### ÉNONCÉ:
Reproduisez à l'identique chacune des lignes du matériel ci-dessous.

### MATÉRIEL FOURNI:
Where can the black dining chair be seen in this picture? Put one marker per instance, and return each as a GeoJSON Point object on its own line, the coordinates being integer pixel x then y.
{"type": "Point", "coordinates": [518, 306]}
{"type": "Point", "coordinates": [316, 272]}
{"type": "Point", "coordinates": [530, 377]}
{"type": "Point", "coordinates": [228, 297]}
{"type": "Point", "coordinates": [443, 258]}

### CORRIGÉ:
Where can the black dining chair be seen in this picture? Put one marker per instance, and return each as a GeoJSON Point object on its own line, the coordinates being integer pixel x then y.
{"type": "Point", "coordinates": [518, 306]}
{"type": "Point", "coordinates": [316, 272]}
{"type": "Point", "coordinates": [530, 377]}
{"type": "Point", "coordinates": [228, 297]}
{"type": "Point", "coordinates": [443, 258]}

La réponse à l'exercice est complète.